==== Source passage ====

Clear inconsistent gray background for OCR reading

Question

Some 2 years ago, I asked a question here and got a satisfying answer. Think is, recently the script has been returning a lot of errors, over 30%, so I decided to change my approach and just ask a more generic question, thinking with the original images instead of the processed ones I used in my original question.

Here are the originals:

As you can see, these examples are slices of the original scanned documents.

The problem lies in their inconsistent quality, both in the original printing and the subsquent scanning. Sometimes the digits stand out, sometimes not. Sometimes I have a darker gray, sometimes lighter. Sometimes I get a faulty print, with white lines showing where the printer failed to put ink.

Furthermore, their font is way to "tight", as in, the digits are too close to each other, sometimes even touching, precluding me from simply separating each digit in order to clean and OCR individualy.

I've tried various approaches with OpenCV, such as various blurs:

gray = cv2.cvtColor(img, cv2.COLOR_BGR2GRAY)
blurred = cv2.GaussianBlur(gray,(5,5),0) # Innitial cleaning
s_thresh = cv2.threshold(blurred, 120, 255, cv2.THRESH_BINARY_INV)[1]
o_thresh = cv2.threshold(blurred, 0, 255, cv2.THRESH_BINARY_INV | cv2.THRESH_OTSU)[1]
ac_thres = cv2.adaptiveThreshold(blurred,255,cv2.ADAPTIVE_THRESH_MEAN_C,cv2.THRESH_BINARY_INV,5,10)

==== Information shown ====

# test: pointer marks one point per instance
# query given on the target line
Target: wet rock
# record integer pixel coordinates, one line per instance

====

Short exercise:
Copy everything in the OCR background post from "Clear inconsistent gray" down to "my original question.", replacing "script" with "program".

Right answer:
Clear inconsistent gray background for OCR reading

Question

Some 2 years ago, I asked a question here and got a satisfying answer. Think is, recently the program has been returning a lot of errors, over 30%, so I decided to change my approach and just ask a more generic question, thinking with the original images instead of the processed ones I used in my original question.